COMPLÉTER CE QUI SUIT:
- a) Indiquez si chacun des énoncés suivants concorde avec l'extrait source, en répondant par oui ou par non et en citant les mots exacts de l'extrait source qui permettent de trancher.
(i) L'artiste estime urgent d'engager une réflexion publique sur la restitution des objets d'art anciens des cultures colonisées.
(ii) Les personnalités réunies par le séminaire avaient été choisies par un comité.
(iii) Pour l'artiste, chaque objet est ce qu'il reste d'un membre manquant.
- b) Répondez aux questions suivantes d'après l'extrait source :
(i) Selon l'artiste, sur quelle question faut-il engager une réflexion publique de fond et d'envergure ?
(ii) Qu'appellera toujours le corps manquant ?
(iii) Dans quel but les personnalités du séminaire avaient-elles été sélectionnées ?

EXTRAIT SOURCE:
********

L'artiste exprimait ainsi sa position : « Il est à mon sens urgent d'engager une réflexion publique de fond et d'envergure sur la complexité de la question de la restitution des objets d’art anciens des cultures colonisées. D’abord parce que nous en sommes tous les descendants directs ou indirects, mais aussi parce que chaque objet est ce qu’il reste d’un membre manquant, celui d’un corps individuel et d’un corps social, qui l’a créé, l’a célébré, l’a craint, l’a aimé… Ce corps manquant, de quelque nature qu’il soit, appellera toujours réparation du traumatisme séparateur… »

 

Ce séminaire réunissait diverses personnalités sélectionnées par Kader Attia dans le but de présenter ce sujet de manière dynamique et contemporaine.

********

ENTRÉES RÉPERTORIÉES:
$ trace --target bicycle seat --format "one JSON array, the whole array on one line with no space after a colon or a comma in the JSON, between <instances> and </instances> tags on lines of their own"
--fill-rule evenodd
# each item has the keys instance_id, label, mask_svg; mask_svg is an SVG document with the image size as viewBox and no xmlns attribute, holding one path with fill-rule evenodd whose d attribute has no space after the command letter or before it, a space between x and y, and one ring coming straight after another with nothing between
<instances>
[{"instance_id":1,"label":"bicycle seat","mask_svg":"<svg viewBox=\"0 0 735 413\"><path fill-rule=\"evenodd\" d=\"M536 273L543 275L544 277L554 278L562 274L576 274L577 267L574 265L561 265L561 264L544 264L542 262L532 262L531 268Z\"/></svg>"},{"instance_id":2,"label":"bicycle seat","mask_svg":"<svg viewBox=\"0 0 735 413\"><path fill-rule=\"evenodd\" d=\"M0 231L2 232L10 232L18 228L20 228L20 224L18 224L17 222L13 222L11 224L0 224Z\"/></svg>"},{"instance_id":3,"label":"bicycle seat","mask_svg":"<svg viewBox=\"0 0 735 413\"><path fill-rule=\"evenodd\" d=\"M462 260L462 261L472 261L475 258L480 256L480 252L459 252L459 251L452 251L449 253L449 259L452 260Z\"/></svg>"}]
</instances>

********

RÉPONSES AUX CONSIGNES:
- a)
(i) Oui : « Il est à mon sens urgent d'engager une réflexion publique de fond et d'envergure sur la complexité de la question de la restitution des objets d’art anciens des cultures colonisées. »
(ii) Non : « diverses personnalités sélectionnées par Kader Attia ».
(iii) Oui : « chaque objet est ce qu’il reste d’un membre manquant ».

- b)
(i) Sur la complexité de la question de la restitution des objets d'art anciens des cultures colonisées.
(ii) Réparation du traumatisme séparateur.
(iii) Dans le but de présenter ce sujet de manière dynamique et contemporaine.